_Prompt_. A faithful, complete copy of the records is required.

_Natural-language object grounding data_.
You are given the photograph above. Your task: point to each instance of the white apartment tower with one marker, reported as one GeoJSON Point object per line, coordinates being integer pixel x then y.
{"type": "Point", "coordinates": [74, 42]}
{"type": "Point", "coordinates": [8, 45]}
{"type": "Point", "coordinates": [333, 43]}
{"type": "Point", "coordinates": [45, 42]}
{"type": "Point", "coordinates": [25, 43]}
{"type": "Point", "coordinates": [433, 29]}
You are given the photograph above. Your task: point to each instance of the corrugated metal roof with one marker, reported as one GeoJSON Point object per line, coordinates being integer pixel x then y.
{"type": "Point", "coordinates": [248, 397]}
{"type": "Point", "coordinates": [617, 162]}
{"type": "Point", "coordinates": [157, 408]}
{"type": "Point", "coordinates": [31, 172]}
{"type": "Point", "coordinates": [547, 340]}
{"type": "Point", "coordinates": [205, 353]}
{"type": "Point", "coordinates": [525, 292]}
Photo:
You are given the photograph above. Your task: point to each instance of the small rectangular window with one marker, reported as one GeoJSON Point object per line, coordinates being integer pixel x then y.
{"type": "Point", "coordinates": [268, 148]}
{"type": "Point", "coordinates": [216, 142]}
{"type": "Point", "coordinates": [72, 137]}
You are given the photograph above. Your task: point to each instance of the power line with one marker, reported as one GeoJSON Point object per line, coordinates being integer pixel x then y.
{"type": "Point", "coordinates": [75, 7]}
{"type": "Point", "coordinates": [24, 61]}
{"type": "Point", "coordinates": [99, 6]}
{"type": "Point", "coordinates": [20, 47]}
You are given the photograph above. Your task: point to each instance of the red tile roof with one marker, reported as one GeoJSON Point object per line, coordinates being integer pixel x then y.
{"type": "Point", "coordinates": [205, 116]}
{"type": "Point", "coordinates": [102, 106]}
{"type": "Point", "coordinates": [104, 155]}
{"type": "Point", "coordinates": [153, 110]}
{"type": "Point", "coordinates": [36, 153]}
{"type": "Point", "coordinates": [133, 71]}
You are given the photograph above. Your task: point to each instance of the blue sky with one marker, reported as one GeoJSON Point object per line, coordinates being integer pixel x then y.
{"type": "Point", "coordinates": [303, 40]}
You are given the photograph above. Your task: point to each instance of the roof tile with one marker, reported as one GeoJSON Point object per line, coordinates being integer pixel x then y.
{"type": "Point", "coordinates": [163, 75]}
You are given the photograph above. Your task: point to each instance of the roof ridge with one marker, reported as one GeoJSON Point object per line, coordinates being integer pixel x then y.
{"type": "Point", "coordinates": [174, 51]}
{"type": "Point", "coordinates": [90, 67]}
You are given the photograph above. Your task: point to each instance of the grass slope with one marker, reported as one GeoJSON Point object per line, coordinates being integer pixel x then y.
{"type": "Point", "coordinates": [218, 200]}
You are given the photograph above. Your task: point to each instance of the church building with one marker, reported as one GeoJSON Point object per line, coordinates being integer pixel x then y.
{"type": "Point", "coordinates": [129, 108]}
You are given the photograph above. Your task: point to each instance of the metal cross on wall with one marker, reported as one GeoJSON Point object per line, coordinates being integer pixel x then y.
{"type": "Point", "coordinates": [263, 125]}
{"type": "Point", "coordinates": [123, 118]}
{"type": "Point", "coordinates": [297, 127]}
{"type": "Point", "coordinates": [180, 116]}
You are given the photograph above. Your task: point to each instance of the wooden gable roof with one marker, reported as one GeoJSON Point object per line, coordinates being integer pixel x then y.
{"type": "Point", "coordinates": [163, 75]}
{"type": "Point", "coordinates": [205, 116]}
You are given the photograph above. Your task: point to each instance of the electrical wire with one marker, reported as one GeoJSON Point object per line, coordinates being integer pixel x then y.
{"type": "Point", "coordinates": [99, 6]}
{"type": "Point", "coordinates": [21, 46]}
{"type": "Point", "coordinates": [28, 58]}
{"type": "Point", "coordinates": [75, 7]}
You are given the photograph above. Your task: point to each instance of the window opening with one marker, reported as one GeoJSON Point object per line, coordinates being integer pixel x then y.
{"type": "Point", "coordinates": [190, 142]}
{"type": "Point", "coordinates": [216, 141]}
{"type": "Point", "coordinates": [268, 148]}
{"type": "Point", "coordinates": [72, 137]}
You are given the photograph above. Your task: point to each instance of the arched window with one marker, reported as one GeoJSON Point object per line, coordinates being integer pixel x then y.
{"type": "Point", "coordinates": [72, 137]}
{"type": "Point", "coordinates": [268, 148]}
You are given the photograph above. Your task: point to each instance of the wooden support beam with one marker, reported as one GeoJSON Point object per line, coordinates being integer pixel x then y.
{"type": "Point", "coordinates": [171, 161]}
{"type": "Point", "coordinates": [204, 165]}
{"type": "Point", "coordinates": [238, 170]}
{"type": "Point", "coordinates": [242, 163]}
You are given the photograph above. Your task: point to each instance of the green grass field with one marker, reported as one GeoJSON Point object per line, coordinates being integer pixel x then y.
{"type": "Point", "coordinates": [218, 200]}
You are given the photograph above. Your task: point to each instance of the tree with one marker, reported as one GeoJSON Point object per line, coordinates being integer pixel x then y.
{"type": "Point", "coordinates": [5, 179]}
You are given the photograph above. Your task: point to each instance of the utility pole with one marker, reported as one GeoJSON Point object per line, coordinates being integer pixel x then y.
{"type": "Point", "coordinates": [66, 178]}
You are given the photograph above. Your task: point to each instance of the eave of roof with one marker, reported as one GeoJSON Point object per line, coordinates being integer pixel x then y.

_Final answer_.
You are given the photograph above. Your task: point to each instance of the white apartment tower with one marker, reported as one GeoJSON Point object per line, coordinates being integer pixel x then y.
{"type": "Point", "coordinates": [74, 42]}
{"type": "Point", "coordinates": [8, 45]}
{"type": "Point", "coordinates": [333, 43]}
{"type": "Point", "coordinates": [45, 42]}
{"type": "Point", "coordinates": [25, 43]}
{"type": "Point", "coordinates": [433, 29]}
You are given the photograph above. Your task: point to each instance of the corrugated metal roof with one marker, reported as one GeoJSON Point object per line, coordinates being integer pixel x then y.
{"type": "Point", "coordinates": [248, 397]}
{"type": "Point", "coordinates": [617, 162]}
{"type": "Point", "coordinates": [157, 408]}
{"type": "Point", "coordinates": [31, 172]}
{"type": "Point", "coordinates": [547, 340]}
{"type": "Point", "coordinates": [205, 353]}
{"type": "Point", "coordinates": [525, 292]}
Photo:
You are given the photograph above. Your task: point to each instance of the small rectangular window with one marker, reported as one GeoJSON Point object per line, coordinates being integer pixel x then y.
{"type": "Point", "coordinates": [268, 148]}
{"type": "Point", "coordinates": [216, 142]}
{"type": "Point", "coordinates": [72, 137]}
You are given the photograph above. Your task: point to each instance of the power line with one marker, reported as one GeoJSON Point object per line, coordinates being integer pixel x then y.
{"type": "Point", "coordinates": [75, 7]}
{"type": "Point", "coordinates": [24, 61]}
{"type": "Point", "coordinates": [99, 6]}
{"type": "Point", "coordinates": [20, 47]}
You are given the photograph above. Your task: point to each instance of the red tile roof with one marker, reported as one GeoJSON Point object per line, coordinates being integer pixel x then y.
{"type": "Point", "coordinates": [205, 116]}
{"type": "Point", "coordinates": [102, 106]}
{"type": "Point", "coordinates": [104, 155]}
{"type": "Point", "coordinates": [153, 110]}
{"type": "Point", "coordinates": [36, 153]}
{"type": "Point", "coordinates": [133, 71]}
You are given the photograph above. Your task: point to each instance of the blue sky with one marker, reported as one GeoJSON Point object per line, coordinates being integer pixel x then y.
{"type": "Point", "coordinates": [303, 40]}
You are given the photograph above. Your task: point to each instance of the roof tile with one marker, reported as one GeoJSON Point object per line, coordinates being integer pixel x then y.
{"type": "Point", "coordinates": [163, 75]}
You are given the photograph above. Your task: point to each instance of the roof ridge with one marker, reported as one GeoJSON Point object per line, coordinates being integer pixel x then y.
{"type": "Point", "coordinates": [174, 51]}
{"type": "Point", "coordinates": [90, 67]}
You are given the photograph above. Your task: point to each instance of the grass slope with one marker, reported as one GeoJSON Point object per line, coordinates being integer pixel x then y.
{"type": "Point", "coordinates": [218, 200]}
You are given the photograph above. Your task: point to each instance of the church building with one marker, reported as one GeoJSON Point object per line, coordinates being integer pixel x then y.
{"type": "Point", "coordinates": [129, 108]}
You are given the photograph above. Your task: point to each instance of the metal cross on wall with one marker, reported as one GeoJSON Point object per line, coordinates being integer pixel x then y.
{"type": "Point", "coordinates": [263, 125]}
{"type": "Point", "coordinates": [123, 118]}
{"type": "Point", "coordinates": [297, 127]}
{"type": "Point", "coordinates": [180, 116]}
You are given the photograph above. Your task: point to each instance of the wooden gable roof with one marker, reported as one GeoJSON Point object per line, coordinates being integer pixel x then y.
{"type": "Point", "coordinates": [163, 75]}
{"type": "Point", "coordinates": [205, 116]}
You are given the photograph above. Your task: point to each instance of the electrical wire with one marker, reported as one GeoJSON Point object per line, coordinates being integer pixel x then y.
{"type": "Point", "coordinates": [99, 6]}
{"type": "Point", "coordinates": [21, 46]}
{"type": "Point", "coordinates": [28, 58]}
{"type": "Point", "coordinates": [75, 7]}
You are given the photograph above. Your task: point to each instance of the window opening with one marker, reported as one GeoJSON Point object per line, coordinates being integer pixel x then y.
{"type": "Point", "coordinates": [190, 142]}
{"type": "Point", "coordinates": [216, 141]}
{"type": "Point", "coordinates": [268, 148]}
{"type": "Point", "coordinates": [72, 137]}
You are given the photograph above. Your task: point to each instance of the arched window with one marker, reported as one GeoJSON Point object per line, coordinates being integer pixel x then y.
{"type": "Point", "coordinates": [72, 137]}
{"type": "Point", "coordinates": [268, 148]}
You are given the photograph above. Your task: point to each instance of the wooden support beam with one marker, reported as one GeoJSON Point object per line, coordinates being integer pixel x then y.
{"type": "Point", "coordinates": [171, 161]}
{"type": "Point", "coordinates": [204, 165]}
{"type": "Point", "coordinates": [238, 170]}
{"type": "Point", "coordinates": [242, 163]}
You are given the photograph above. Your task: point to each instance of the green grass field with one marker, reported as one GeoJSON Point object per line, coordinates being integer pixel x then y.
{"type": "Point", "coordinates": [218, 200]}
You are given the photograph above. Your task: point to each instance of the tree with one marker, reported as one GeoJSON Point object per line, coordinates being integer pixel x then y.
{"type": "Point", "coordinates": [5, 179]}
You are given the photograph above. Your task: point to each instance of the utility pole with one marker, reported as one GeoJSON Point object per line, coordinates being integer pixel x then y.
{"type": "Point", "coordinates": [66, 178]}
You are given the photograph above. Your task: point to each instance of the eave of roof with one marker, reported as one GeoJSON Point object per line, coordinates being integer pixel x then y.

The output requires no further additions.